→ **What the task requires**
List each line of the data that holds the string "shorts".

--- Available records ---

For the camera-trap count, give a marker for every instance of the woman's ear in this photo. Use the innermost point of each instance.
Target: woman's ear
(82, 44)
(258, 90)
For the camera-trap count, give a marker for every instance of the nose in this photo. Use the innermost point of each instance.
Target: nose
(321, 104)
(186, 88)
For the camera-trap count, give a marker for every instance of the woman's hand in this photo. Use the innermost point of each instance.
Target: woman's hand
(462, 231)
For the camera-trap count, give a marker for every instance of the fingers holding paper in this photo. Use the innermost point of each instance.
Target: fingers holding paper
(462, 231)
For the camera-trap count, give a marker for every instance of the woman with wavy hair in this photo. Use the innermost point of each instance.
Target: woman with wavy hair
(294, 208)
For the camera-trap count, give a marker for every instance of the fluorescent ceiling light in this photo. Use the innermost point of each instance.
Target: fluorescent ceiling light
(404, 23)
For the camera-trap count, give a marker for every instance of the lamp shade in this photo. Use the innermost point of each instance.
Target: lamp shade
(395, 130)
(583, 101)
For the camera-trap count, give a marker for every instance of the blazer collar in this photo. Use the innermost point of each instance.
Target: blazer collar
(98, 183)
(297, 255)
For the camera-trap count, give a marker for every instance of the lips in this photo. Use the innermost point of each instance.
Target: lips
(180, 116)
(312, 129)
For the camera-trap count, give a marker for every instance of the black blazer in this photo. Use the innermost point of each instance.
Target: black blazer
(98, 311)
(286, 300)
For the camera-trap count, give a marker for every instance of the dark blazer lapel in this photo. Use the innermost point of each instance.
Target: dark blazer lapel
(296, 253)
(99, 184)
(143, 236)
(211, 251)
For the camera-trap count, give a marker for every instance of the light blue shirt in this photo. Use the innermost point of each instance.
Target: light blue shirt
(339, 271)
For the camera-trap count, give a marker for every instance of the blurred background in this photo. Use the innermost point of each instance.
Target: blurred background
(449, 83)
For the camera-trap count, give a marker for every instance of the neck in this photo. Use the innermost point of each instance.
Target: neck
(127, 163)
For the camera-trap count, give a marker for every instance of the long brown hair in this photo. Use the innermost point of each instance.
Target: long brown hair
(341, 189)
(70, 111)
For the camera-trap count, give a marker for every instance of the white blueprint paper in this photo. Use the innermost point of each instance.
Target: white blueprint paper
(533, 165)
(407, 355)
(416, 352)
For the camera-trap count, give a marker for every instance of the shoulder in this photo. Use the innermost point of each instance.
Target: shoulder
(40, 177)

---
--- Available records ---

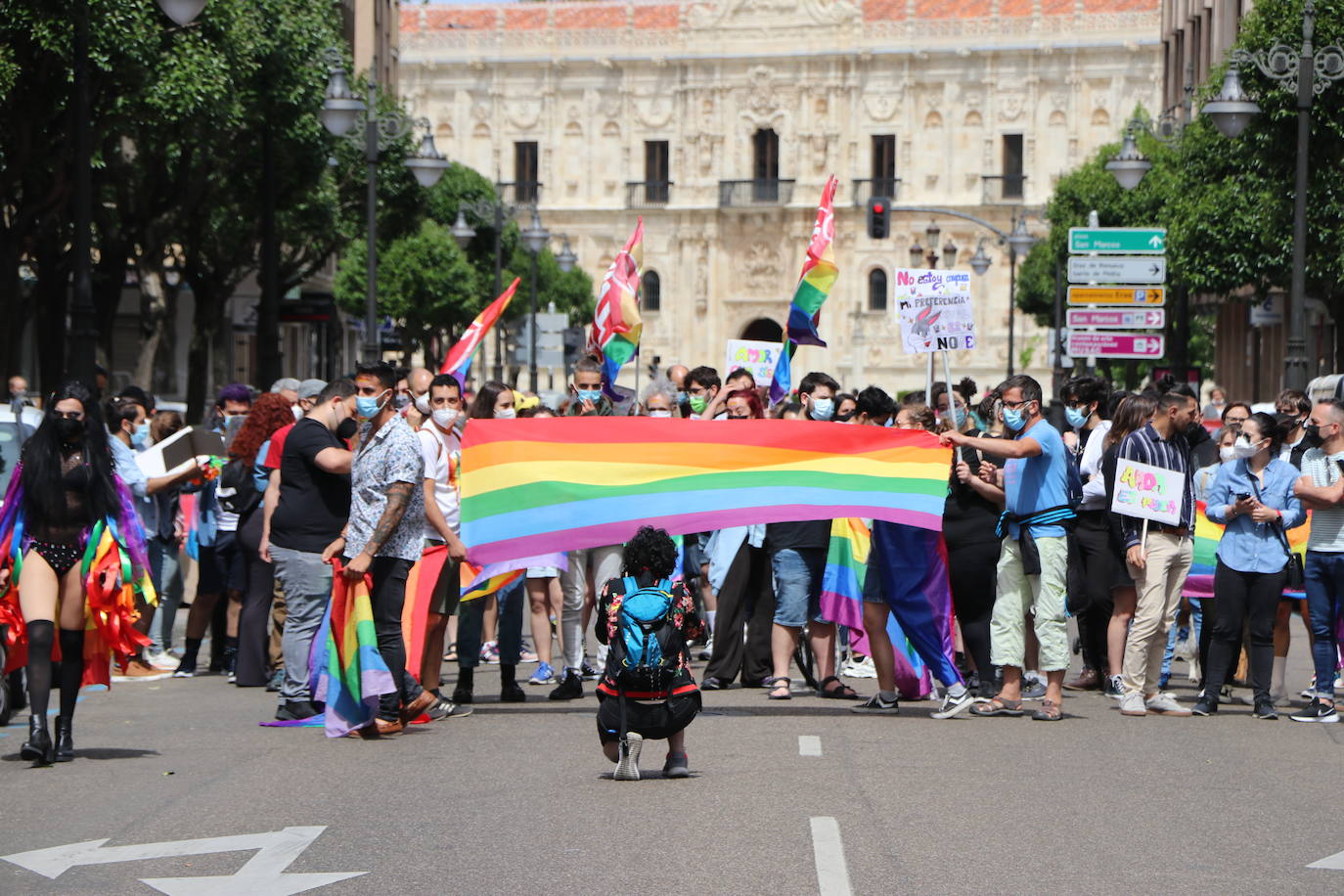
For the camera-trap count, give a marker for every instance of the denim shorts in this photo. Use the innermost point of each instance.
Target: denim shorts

---
--- Available records ---

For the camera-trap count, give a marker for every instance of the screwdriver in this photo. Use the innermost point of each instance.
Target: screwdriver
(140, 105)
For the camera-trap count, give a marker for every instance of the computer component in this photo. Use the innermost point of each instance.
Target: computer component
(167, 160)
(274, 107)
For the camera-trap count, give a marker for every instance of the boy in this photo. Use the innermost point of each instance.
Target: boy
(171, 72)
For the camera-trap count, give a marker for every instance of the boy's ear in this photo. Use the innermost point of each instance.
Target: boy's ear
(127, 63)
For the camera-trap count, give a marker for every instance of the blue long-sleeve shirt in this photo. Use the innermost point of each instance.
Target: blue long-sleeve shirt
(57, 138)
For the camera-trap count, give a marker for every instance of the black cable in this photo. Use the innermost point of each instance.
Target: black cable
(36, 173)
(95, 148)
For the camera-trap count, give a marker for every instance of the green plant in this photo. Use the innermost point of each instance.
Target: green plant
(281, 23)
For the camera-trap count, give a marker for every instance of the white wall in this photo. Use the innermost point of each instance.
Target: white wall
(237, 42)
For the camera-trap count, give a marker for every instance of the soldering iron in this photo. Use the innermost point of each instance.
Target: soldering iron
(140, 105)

---

→ **Output**
For the camera-trap count, give a marker for every instance of the denim shorts in this photo. Use the innermost point of each instance.
Target: denim shorts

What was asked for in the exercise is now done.